Copy every line of the records below, requests included, and raise each coordinate in the answers by 51.
*** Given records
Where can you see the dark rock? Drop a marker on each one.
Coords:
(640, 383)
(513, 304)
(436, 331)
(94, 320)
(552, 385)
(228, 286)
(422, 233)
******
Written answer:
Where can you see the dark rock? Drop a marker on each one.
Coords:
(691, 434)
(564, 355)
(487, 382)
(145, 371)
(603, 436)
(279, 337)
(473, 284)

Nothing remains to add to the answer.